There's no question that folks dealing with sufficiently large data sets with sufficiently stringent performance requirements are eventually going to want to reach for handcrafted SQL or a distributed computation framework like dask, but that's not really any different from our standard position that when folks are attempting to optimise a hot loop, they're eventually going to have to switch to something that can eliminate the interpreter's default runtime object management overhead (whether that's Cython, PyPy's or Numba's JIT, or writing an extension module in a different language entirely). It isn't an argument against making it easier for folks to postpone the point where they find it necessary to reach for the "something else" that takes them beyond Python's default capabilities.
Don’t know, for example one of the wrappers is going to be an Apache Spark wrappers, so you could quickly hack up a PythonQL query that would be run on a distributed platform.
Right, I meant this in the same sense that folks using an ORM like SQL Alchemy may eventually hit a point where rather than trying to convince the ORM to emit the SQL they want to run, it's easier to just bypass the ORM layer and write the exact SQL they want.
At that point one can either: - reflect the tables/mappings at devtime - reflect the tables/mappings at runtime And then run the raw DBAPI query (using appropriate query interpolation (-> i-strings and scoped configuration state)): session.execute("SELECT dbapi_version FROM ?", "tbl;name")
It's worthwhile attempting to reduce the number of cases where folks feel obliged to do that, but at the same time, abstraction layers need to hide at least some lower level details if they're going to actually work properly.
= Option 1 =
Fully commit to the model of allowing alternate syntactic dialects to run atop Python interpreters. In Hylang and PythonQL we have at least two genuinely interesting examples of that working through the text encoding system, as well as other examples like Cython that work through the extension module system.
So that's an opportunity to take this from "Possible, but a bit hacky" to "Pluggable source code translation is supported at all levels of the interpreter, including debugger source maps, etc" (perhaps by borrowing ideas from other ecosytems like Java, JavaScript, and .NET, where this kind of thing is already a lot more common.
The downside of this approach is that actually making it happen would be getting pretty far afield from the original PythonQL goal of "provide nicer data manipulation abstractions in Python", and it wouldn't actually deliver anything new that can't already be done with existing import and codec system features.
This would be great anyways, if we could rely on some preprocessor directive, instead of hacking encodings, this could be nice.
Victor Stinner wrote up some ideas about that in PEP 511: https://www.python.org/dev/peps/pep-0511/
Preprocessing is one of the specific uses cases considered: https://www.python.org/dev/peps/pep-0511/#usage-2-preprocessor
= Option 2 =
... given optionally delayed rendering of interpolated strings, PythonQL could be used in the form:
result =pyql(i""" (x,y) for x in {range(1,8)} for y in {range(1,7)} if x % 2 == 0 and y % 2 != 0 and x > y """)

> _What you are asked to do_
According to the PythonQL discussion above, which PEP contains Victor Stinner's ideas about preprocessor-style source translation?

> _Collected material_
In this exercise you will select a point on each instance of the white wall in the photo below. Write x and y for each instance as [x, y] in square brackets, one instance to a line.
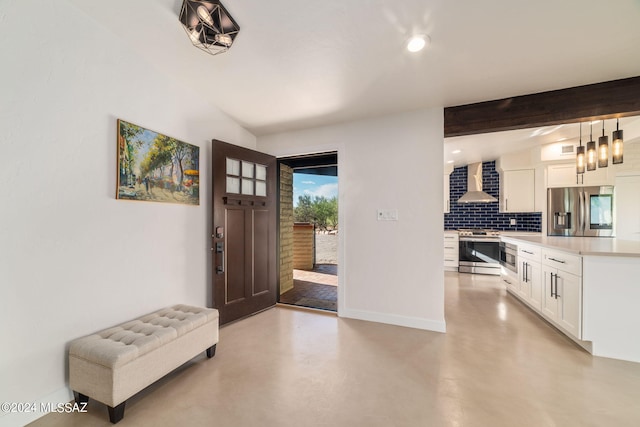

> _Exercise solution_
PEP 511